## [WHAT NEEDS TO BE DONE]
Each entry needs to be restated exactly as written.

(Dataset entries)
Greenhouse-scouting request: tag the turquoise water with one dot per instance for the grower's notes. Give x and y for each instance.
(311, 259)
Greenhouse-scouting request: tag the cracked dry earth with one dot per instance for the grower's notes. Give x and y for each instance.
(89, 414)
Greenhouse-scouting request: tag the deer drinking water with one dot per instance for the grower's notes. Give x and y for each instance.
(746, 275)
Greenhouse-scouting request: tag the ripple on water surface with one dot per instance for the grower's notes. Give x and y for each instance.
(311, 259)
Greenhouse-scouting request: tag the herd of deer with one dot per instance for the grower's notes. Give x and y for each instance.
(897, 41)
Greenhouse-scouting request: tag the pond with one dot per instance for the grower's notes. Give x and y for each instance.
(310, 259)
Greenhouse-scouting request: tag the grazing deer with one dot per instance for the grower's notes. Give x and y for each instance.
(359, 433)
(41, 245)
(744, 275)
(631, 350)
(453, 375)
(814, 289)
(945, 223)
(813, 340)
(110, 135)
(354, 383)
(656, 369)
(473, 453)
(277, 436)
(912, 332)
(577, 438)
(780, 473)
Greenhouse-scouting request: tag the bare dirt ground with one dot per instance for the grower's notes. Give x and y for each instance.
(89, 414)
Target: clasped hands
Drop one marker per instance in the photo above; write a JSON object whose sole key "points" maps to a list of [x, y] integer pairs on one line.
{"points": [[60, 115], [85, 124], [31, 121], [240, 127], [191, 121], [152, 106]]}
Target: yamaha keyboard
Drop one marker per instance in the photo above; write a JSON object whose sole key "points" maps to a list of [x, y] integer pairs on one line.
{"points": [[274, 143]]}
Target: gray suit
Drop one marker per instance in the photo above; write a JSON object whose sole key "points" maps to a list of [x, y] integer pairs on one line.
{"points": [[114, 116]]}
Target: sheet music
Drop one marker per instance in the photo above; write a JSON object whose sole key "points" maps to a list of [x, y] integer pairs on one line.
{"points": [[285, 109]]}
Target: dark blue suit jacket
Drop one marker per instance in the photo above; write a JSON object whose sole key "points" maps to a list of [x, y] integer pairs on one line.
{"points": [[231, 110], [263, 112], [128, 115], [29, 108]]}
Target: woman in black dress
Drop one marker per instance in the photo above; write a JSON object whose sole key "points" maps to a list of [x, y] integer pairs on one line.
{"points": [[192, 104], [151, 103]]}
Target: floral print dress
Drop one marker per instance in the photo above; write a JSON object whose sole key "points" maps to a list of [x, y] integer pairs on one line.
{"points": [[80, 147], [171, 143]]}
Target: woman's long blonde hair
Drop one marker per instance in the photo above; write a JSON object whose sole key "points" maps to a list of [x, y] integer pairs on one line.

## [WRITTEN ANSWER]
Greenhouse-scouting request: tag the turquoise water with one dot per instance for the grower's notes. Give x and y for each instance.
(311, 259)
Greenhouse-scouting request: tag the cracked dry earth with one dot per instance for the grower's notes. Give x and y for each instance.
(89, 414)
Greenhouse-scouting request: tag the deer drinking water with one dot per instance for the grower's notes. Give x and y for each instance.
(746, 275)
Greenhouse-scouting request: tag the ripple on water surface with one dot per instance for the grower's notes. Give x and y for each instance.
(311, 259)
Greenhouse-scouting request: tag the herd of deer with one dot per instance for the grower's notes. Give x and y for each instance.
(897, 41)
Greenhouse-scouting request: tag the pond with one dot per instance for the grower's notes. Give x and y for each instance.
(310, 259)
Greenhouse-scouting request: tag the grazing deer with one dot per instance for the grower's notes. Give x and y for each instance.
(359, 433)
(41, 245)
(744, 275)
(631, 350)
(453, 375)
(814, 289)
(945, 223)
(813, 340)
(110, 135)
(354, 383)
(656, 369)
(473, 453)
(277, 436)
(912, 332)
(577, 438)
(780, 473)
Greenhouse-scouting request: tag the bare dirt ground with one dot per instance for the grower's notes. Give x and y for each instance.
(89, 414)
Target: clasped hands
Drop one marker per instance in the photo above; write a JSON object whose sole key "points" maps to a list of [x, y] integer pairs on one line.
{"points": [[60, 115], [85, 124], [31, 121], [240, 127], [191, 121], [152, 106]]}
Target: yamaha keyboard
Drop one marker per instance in the photo above; write a JSON object whose sole key "points" maps to a list of [x, y] integer pairs on one line.
{"points": [[274, 143]]}
Target: gray suit
Drop one marker per instance in the photo above; write a JSON object whose sole key "points" maps to a list of [x, y] integer pairs on one line.
{"points": [[114, 116]]}
Target: sheet music
Drop one marker per instance in the photo above; write a JSON object whose sole key "points" maps to a list of [x, y] integer pairs on one line.
{"points": [[285, 109]]}
Target: dark blue suit jacket
Drop one marker per instance in the photo above; write a JSON object whose sole key "points" maps to a list of [x, y] integer pairs on one line.
{"points": [[231, 110], [263, 112], [128, 115], [29, 108]]}
Target: woman in black dress
Drop one marker per instance in the photo above; write a JSON object whose sole key "points" maps to a list of [x, y] integer pairs on one line.
{"points": [[192, 104], [151, 103]]}
Target: floral print dress
Drop one marker per instance in the photo above; write a JSON object whose sole key "points" maps to a list of [x, y] integer pairs on one line.
{"points": [[80, 147], [171, 143]]}
Target: woman's long blonde hair
Drop one marker per instance in the photo above; write a JSON object whose sole key "points" maps to a list of [x, y] integer pairs on one line.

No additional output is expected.